(Quelques enregistrements)

= = =

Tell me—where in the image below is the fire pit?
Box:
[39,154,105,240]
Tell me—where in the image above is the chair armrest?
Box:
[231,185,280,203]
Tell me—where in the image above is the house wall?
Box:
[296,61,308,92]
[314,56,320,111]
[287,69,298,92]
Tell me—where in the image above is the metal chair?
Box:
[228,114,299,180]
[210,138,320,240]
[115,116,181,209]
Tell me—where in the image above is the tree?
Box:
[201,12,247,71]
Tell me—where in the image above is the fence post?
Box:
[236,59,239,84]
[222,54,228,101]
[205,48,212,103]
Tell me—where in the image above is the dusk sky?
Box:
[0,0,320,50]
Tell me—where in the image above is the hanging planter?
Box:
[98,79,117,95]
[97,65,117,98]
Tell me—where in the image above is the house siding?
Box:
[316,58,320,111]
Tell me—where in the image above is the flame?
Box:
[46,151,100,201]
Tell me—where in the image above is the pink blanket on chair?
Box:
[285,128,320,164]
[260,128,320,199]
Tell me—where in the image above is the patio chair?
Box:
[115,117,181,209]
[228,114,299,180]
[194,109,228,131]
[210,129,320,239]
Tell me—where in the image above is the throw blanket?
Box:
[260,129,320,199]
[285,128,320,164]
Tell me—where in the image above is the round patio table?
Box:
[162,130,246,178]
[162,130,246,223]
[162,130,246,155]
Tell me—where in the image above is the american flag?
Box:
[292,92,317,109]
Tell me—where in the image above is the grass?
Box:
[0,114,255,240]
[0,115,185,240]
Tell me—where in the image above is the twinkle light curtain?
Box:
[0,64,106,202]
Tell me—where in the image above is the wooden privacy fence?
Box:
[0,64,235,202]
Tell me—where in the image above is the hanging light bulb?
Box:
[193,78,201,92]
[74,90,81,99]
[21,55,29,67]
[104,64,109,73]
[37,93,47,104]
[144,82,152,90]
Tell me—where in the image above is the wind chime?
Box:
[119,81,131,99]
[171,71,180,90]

= = =

Convertis l'intégralité du listing ci-dessus en CSV à deux colonnes, « requete » et « reponse », avec une ligne par texte accompagné de sa réponse. Chaque champ est placé entre guillemets, et les sauts de ligne y sont remplacés par des espaces.

requete,reponse
"Tell me—where in the image below is the fire pit? Box:","[39,154,105,240]"
"Tell me—where in the image above is the chair armrest? Box:","[231,185,280,203]"
"Tell me—where in the image above is the house wall? Box:","[296,61,308,92] [314,56,320,111] [287,69,298,92]"
"Tell me—where in the image above is the metal chair? Box:","[228,114,299,180] [210,138,320,240] [115,116,181,209]"
"Tell me—where in the image above is the tree? Box:","[201,12,247,71]"
"Tell me—where in the image above is the fence post? Box:","[236,59,239,84] [222,54,228,101] [205,48,212,103]"
"Tell me—where in the image above is the dusk sky? Box:","[0,0,320,50]"
"Tell me—where in the image above is the hanging planter? Box:","[98,79,117,95] [97,65,117,98]"
"Tell me—where in the image above is the house siding? Box:","[316,58,320,111]"
"Tell me—where in the image above is the flame? Box:","[46,151,100,201]"
"Tell me—where in the image above is the pink blanket on chair? Box:","[285,128,320,164] [260,128,320,199]"
"Tell me—where in the image above is the patio chair? Box:","[115,117,181,209] [228,114,299,180] [194,109,228,131] [210,129,320,239]"
"Tell me—where in the image above is the throw blanket? Box:","[260,129,320,199] [285,128,320,164]"
"Tell me—where in the image above is the round patio table? Box:","[162,130,246,178] [162,130,246,223] [162,130,246,155]"
"Tell me—where in the image above is the american flag? Box:","[292,92,317,109]"
"Tell me—where in the image above is the grass? Box:","[0,114,255,240] [0,115,185,240]"
"Tell me—where in the image above is the twinkle light curtain? Box:","[0,64,106,202]"
"Tell me—where in the image above is the wooden privacy fence? Box:","[0,64,235,202]"
"Tell me—where in the image above is the hanging light bulb? Box:","[193,78,201,92] [74,90,81,99] [21,55,29,67] [104,64,109,73] [37,93,47,104] [144,82,152,90]"
"Tell me—where in the image above is the wind chime? Box:","[119,81,131,99] [171,71,180,90]"